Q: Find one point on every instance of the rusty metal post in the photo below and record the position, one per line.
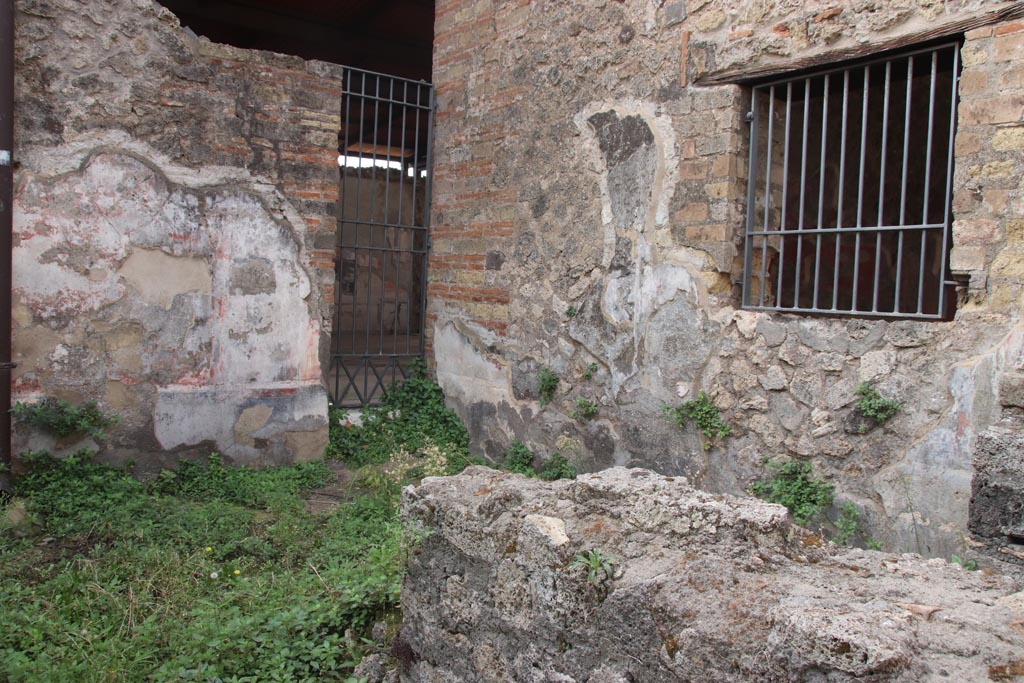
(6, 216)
* * *
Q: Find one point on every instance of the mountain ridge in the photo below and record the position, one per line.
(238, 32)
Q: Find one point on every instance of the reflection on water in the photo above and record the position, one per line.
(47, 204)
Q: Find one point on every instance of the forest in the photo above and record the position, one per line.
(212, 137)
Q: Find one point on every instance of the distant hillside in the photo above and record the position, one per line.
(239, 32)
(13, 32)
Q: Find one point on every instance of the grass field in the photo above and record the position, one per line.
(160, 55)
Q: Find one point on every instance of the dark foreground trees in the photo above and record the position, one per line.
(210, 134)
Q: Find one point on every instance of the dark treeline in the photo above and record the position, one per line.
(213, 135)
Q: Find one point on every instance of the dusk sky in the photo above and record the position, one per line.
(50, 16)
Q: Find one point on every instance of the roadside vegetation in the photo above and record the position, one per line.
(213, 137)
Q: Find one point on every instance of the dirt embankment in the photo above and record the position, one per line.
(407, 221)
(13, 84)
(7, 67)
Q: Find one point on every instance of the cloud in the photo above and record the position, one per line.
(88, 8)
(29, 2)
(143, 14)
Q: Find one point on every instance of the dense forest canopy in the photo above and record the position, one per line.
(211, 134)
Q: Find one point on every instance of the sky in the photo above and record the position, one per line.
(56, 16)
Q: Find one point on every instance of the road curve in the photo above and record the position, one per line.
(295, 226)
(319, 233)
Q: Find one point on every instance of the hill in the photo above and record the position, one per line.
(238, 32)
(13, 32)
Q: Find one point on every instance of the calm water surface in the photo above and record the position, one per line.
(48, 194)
...
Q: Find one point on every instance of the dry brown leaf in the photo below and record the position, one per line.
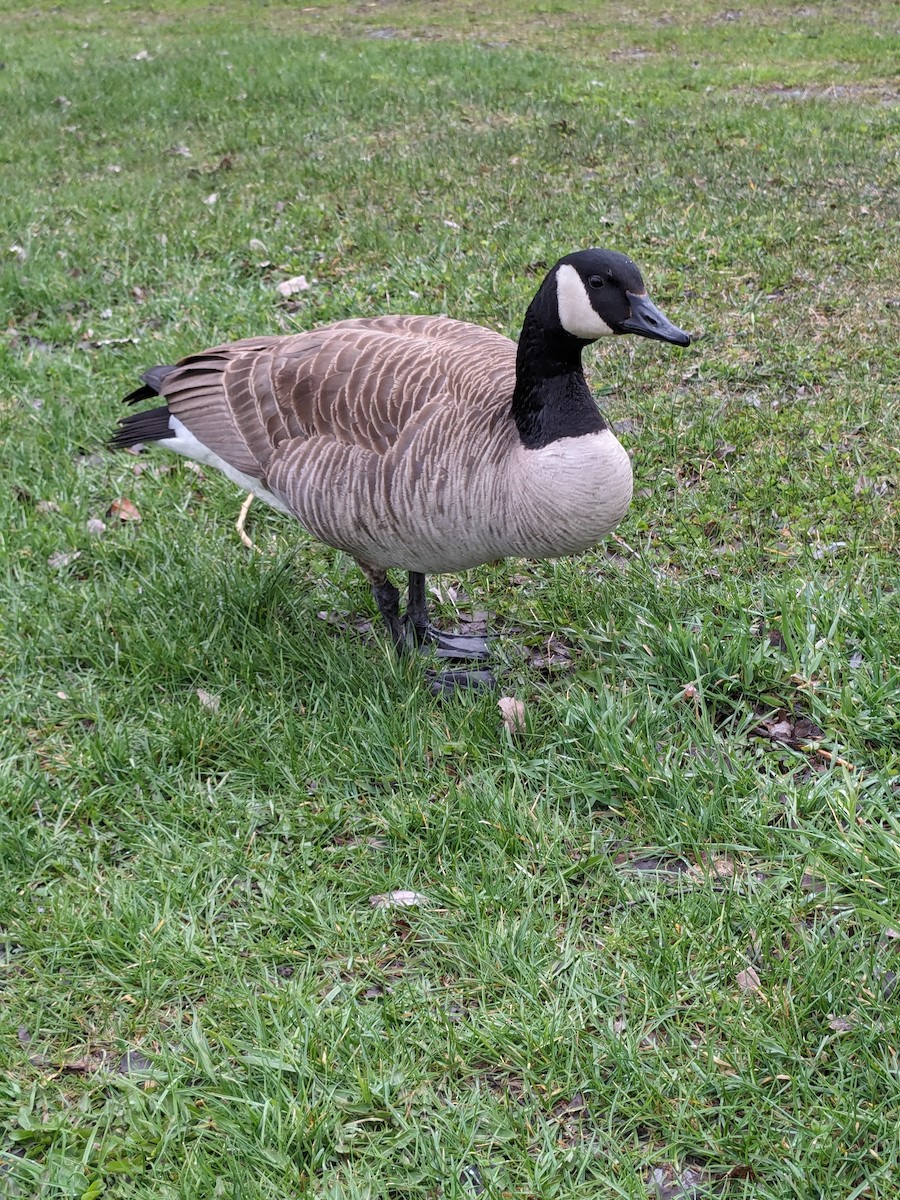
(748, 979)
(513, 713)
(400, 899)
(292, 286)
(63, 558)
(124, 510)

[Instructions for the task]
Report each line in the listing above that contains the word "water", copying every such line in full. Count a line only if the word appears there in the same case.

[Exercise answer]
Q: Find one point on every instance of the reflection on water in the photo above and record the position, one per line.
Q: Find one point on every instance of the calm water surface in the photo above and record the position, one per line.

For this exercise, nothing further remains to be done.